----- Supplied information -----

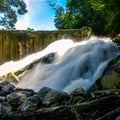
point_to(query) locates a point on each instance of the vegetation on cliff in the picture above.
(9, 10)
(101, 15)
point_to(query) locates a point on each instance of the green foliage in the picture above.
(101, 15)
(9, 10)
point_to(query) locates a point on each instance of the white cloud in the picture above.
(37, 16)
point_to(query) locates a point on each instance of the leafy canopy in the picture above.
(9, 10)
(101, 15)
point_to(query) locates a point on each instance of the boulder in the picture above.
(2, 98)
(6, 88)
(5, 108)
(110, 78)
(78, 95)
(27, 92)
(52, 97)
(30, 104)
(16, 98)
(111, 75)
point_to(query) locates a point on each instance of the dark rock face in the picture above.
(6, 88)
(110, 78)
(50, 104)
(16, 98)
(51, 97)
(30, 104)
(5, 108)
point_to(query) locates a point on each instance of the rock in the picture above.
(30, 104)
(78, 95)
(48, 58)
(6, 88)
(2, 98)
(51, 97)
(102, 106)
(4, 83)
(27, 92)
(110, 78)
(5, 108)
(56, 113)
(16, 98)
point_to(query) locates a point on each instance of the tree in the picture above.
(9, 10)
(101, 15)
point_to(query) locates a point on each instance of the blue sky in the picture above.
(40, 15)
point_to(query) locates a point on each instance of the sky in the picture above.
(40, 15)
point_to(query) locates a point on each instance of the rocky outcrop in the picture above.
(110, 78)
(25, 104)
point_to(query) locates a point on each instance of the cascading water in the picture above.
(76, 65)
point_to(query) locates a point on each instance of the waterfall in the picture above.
(75, 65)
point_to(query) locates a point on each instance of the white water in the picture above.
(76, 64)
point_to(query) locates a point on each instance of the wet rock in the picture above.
(111, 75)
(5, 108)
(2, 98)
(48, 58)
(27, 92)
(78, 95)
(51, 97)
(56, 113)
(6, 88)
(30, 104)
(16, 99)
(110, 78)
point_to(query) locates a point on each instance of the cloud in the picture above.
(39, 17)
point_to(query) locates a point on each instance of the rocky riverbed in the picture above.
(47, 103)
(100, 102)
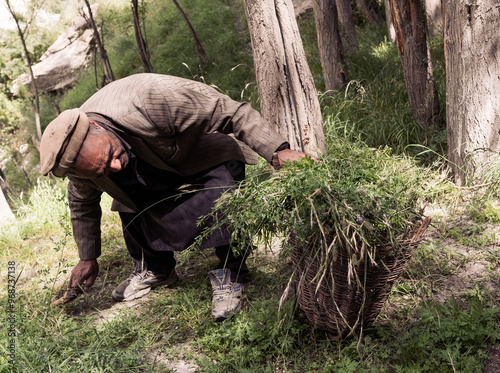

-----

Action item »
Apart from the images, retype the full material exactly as written.

Response box »
point_to(query) locates a point on each instance of the vegetation on cliff in the picture above.
(9, 10)
(101, 15)
point_to(query) locates a point on each instance of the green foliage in the picture above.
(101, 15)
(9, 10)
point_to(query) locates a point on each instance of the white cloud in the picture above.
(37, 16)
point_to(query) locates a point on each instance of the leafy canopy in the picture above.
(9, 10)
(101, 15)
point_to(query) locates a point on each instance of the boulder in the picture above.
(2, 98)
(6, 88)
(5, 108)
(110, 78)
(78, 95)
(27, 92)
(52, 97)
(30, 104)
(16, 98)
(111, 75)
point_to(query) locates a point on each instance of the dark rock face in the picture above.
(6, 88)
(110, 78)
(50, 104)
(16, 98)
(51, 97)
(30, 104)
(5, 108)
point_to(query) locates a point on each instance of the rock in the picture above.
(30, 104)
(78, 95)
(48, 58)
(6, 88)
(2, 98)
(51, 97)
(102, 106)
(4, 83)
(27, 92)
(110, 78)
(5, 108)
(56, 113)
(16, 98)
point_to(query) locates a point on each instance of the tree in the picture above.
(9, 10)
(101, 15)
point_to(query) locates a point on each instance of the blue sky in the picture above.
(40, 15)
point_to(query) locates a point on each instance of the sky in the picture above.
(40, 15)
point_to(query) locates a point on each instance of the rocky outcrop in the picture above.
(110, 78)
(25, 104)
point_to(query) locates a point on each instance of the cascading water in the picture above.
(76, 65)
point_to(query) locates a point on each instance of the waterfall in the picture above.
(75, 65)
point_to(query) locates a point on each instance of the white water in the picture above.
(76, 64)
point_to(query) locates a point on each instance of the wet rock in the picture above.
(111, 75)
(5, 108)
(2, 98)
(48, 58)
(27, 92)
(78, 95)
(51, 97)
(56, 113)
(6, 88)
(30, 104)
(16, 99)
(110, 78)
point_to(query) locates a point on each instance of the cloud in the picture above.
(39, 17)
point_to(query) locates a point on each instance of the rocky riverbed in the picture above.
(47, 103)
(100, 102)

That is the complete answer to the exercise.